Document excerpt:
· · · · ·
Another quote: "Still, none of the cheaters asked the public to become complicit in their glory as Armstrong and his great corporate benefactor, Nike. His wasn’t a cause, so much as an old-fashioned quest. Now Novitzky’s investigation aims to see if Armstrong defrauded his sponsors, including the U.S. Postal Service. But the larger question is whether he defrauded the general public, including everyone who’s ever worn a yellow LIVESTRONG bracelet."


----------



## Coolhand (Jul 28, 2002)

Marc said:


> 2 ongoing wars, severe employment problems, oil spill cleanup, massive loads of debt accumulated over the last 10 years...
> 
> Spending millions on a fishing expedition on athlete activities sounds fiscally reasonable given our economic environment we are in. Isn't it??


This or inspect disgusting factory farms with massive political connections. Easy choice for ole Jeffy.


----------



## Coolhand (Jul 28, 2002)

LOL, someone got PO in my Doping forum!

Its the Reece's Peanut Butter Cup of threads!


----------



## rydbyk (Feb 17, 2010)

pedalruns said:


> You don't even get the point of the article... Yes many have cheated across all kinds of sports and many will cheat in the future, but what is suggested of Armstrong is much more than just another cyclist using.... and the author is clear about that.
> 
> Another quote: "Still, none of the cheaters asked the public to become complicit in their glory as Armstrong and his great corporate benefactor, Nike. His wasn’t a cause, so much as an old-fashioned quest. Now Novitzky’s investigation aims to see if Armstrong defrauded his sponsors, including the U.S. Postal Service. But the larger question is whether he defrauded the general public, including everyone who’s ever worn a yellow LIVESTRONG bracelet."



Does anyone know how much money LA pockets from Livestrong? I get that there is BOTH a .com and .org. I just want to gain some perspective on his "fraud" related to Livestrong.

Had the public educated themselves a bit about the state of pro cycling, I wonder if there would be less love for LA from the naive general public, as they would have been skeptics like most of us have been from day 1.

If so, would Livestrong still have taken flight? I have no idea.


----------



## Cpk (Aug 1, 2009)

IATM

Stupid, only reason it is an issue now is because of an asspuppet who lied through his teeth about doping is now making accusation against the person who has been tested the most, yeah seems like a sensible expenditure


----------



## Dave Hickey (Jan 27, 2002)

As a survivor, I'm a big fan of the Foundation( see my avatar).....however, I would never take a bet that Lance, or any successful pro cyclist, hasn't doped in their career.... I'm not condoning it but it's naive to think that doping isn't prevalent in top levels of cycling


----------



## SilasCL (Jun 14, 2004)

rydbyk said:


> Had the public educated themselves a bit about the state of pro cycling, I wonder if there would be less love for LA from the naive general public, as they would have been skeptics like most of us have been from day 1.


A lot of fans didn't think doping was common in the early 2000s. In the time between Festina and Puerto there were very few big name positives or major police busts. It was easy to believe that Lance, Ullrich, etc. were clean.


----------



## Marc (Jan 23, 2005)

Coolhand said:


> LOL, someone got PO in my Doping forum!
> 
> Its the Reece's Peanut Butter Cup of threads!


Yebut, Reece's are tasty and delicious. Doping and PO are more similar to turd-mining.


----------



## nOOky (Mar 20, 2009)
· · · · ·
Supplied data:
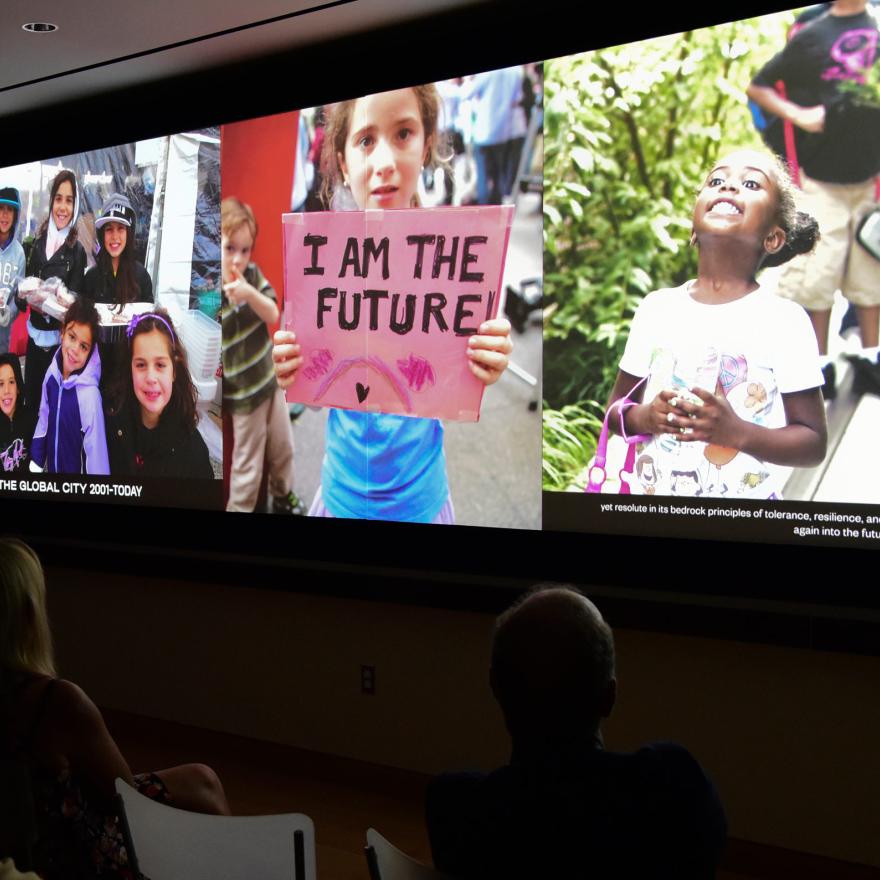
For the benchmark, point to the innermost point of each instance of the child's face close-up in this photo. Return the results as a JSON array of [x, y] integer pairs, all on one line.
[[76, 345], [152, 374], [8, 391], [236, 251], [7, 215], [115, 239], [739, 198], [385, 150], [62, 205]]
· · · · ·
Aim of the task:
In the forum thread excerpt, answer the following:
1. According to the quoted passage, what does Novitzky's investigation aim to determine?
2. To what does Coolhand compare the thread?
3. According to SilasCL, between which two events were there very few big name positives or major police busts?

Finished task:
1. Whether Armstrong defrauded his sponsors, including the U.S. Postal Service.
2. The Reece's Peanut Butter Cup of threads.
3. Festina and Puerto.